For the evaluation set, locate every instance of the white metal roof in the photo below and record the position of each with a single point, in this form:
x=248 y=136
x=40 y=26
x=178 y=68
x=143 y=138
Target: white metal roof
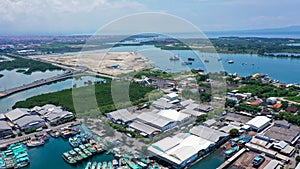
x=207 y=133
x=178 y=148
x=143 y=127
x=173 y=114
x=258 y=121
x=154 y=119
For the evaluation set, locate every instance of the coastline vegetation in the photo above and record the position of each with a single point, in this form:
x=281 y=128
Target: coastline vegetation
x=273 y=47
x=137 y=95
x=29 y=64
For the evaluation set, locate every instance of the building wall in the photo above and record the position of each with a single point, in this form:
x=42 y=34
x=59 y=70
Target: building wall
x=4 y=133
x=27 y=127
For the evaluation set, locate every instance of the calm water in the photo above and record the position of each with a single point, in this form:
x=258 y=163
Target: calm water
x=212 y=161
x=49 y=156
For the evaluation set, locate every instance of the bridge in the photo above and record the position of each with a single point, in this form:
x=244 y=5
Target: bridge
x=41 y=82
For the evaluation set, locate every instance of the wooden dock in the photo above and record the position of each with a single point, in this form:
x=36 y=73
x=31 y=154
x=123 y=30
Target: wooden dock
x=232 y=159
x=5 y=142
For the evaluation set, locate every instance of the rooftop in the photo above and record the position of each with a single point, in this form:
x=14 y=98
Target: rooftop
x=154 y=118
x=208 y=133
x=143 y=127
x=4 y=126
x=290 y=135
x=28 y=119
x=173 y=115
x=258 y=121
x=17 y=113
x=122 y=114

* [EXERCISE TASK] In the data from the line with "For the evaluation set, locate every instance of the coastline" through the end, change "wooden dock" to "wooden pier" and give back those lines with nothing else altered.

* [ANSWER IN FULL]
For the evaluation set, locate every instance of the coastline vegetation in the photo above and record the position of each with a single point, in this form:
x=281 y=128
Target: coastline vegetation
x=273 y=47
x=137 y=95
x=29 y=64
For the evaluation set, locate every instance of the building wall in the photo above and record the position of each with a single point, in this form:
x=42 y=34
x=59 y=70
Target: building wall
x=4 y=133
x=27 y=127
For the evaluation set, locate every instance of the calm water in the photo above and record the position of each with a single point, in this form:
x=258 y=163
Target: calm water
x=212 y=161
x=49 y=156
For the evaluation set, locate every instance of the bridge in the photo above and record the position of each with a single point, in this form:
x=244 y=5
Target: bridge
x=41 y=82
For the evaluation set, locate every instance of the wooden pier in the photo above and record the position of each with a single point, in this form:
x=36 y=73
x=31 y=154
x=123 y=30
Target: wooden pier
x=232 y=159
x=5 y=142
For the evaluation set, locate every instance of the rooftop in the photo above and record the position of each with a single point, in this form:
x=14 y=98
Target: rooftop
x=154 y=118
x=208 y=133
x=143 y=127
x=4 y=126
x=290 y=135
x=28 y=119
x=173 y=115
x=258 y=121
x=17 y=113
x=122 y=114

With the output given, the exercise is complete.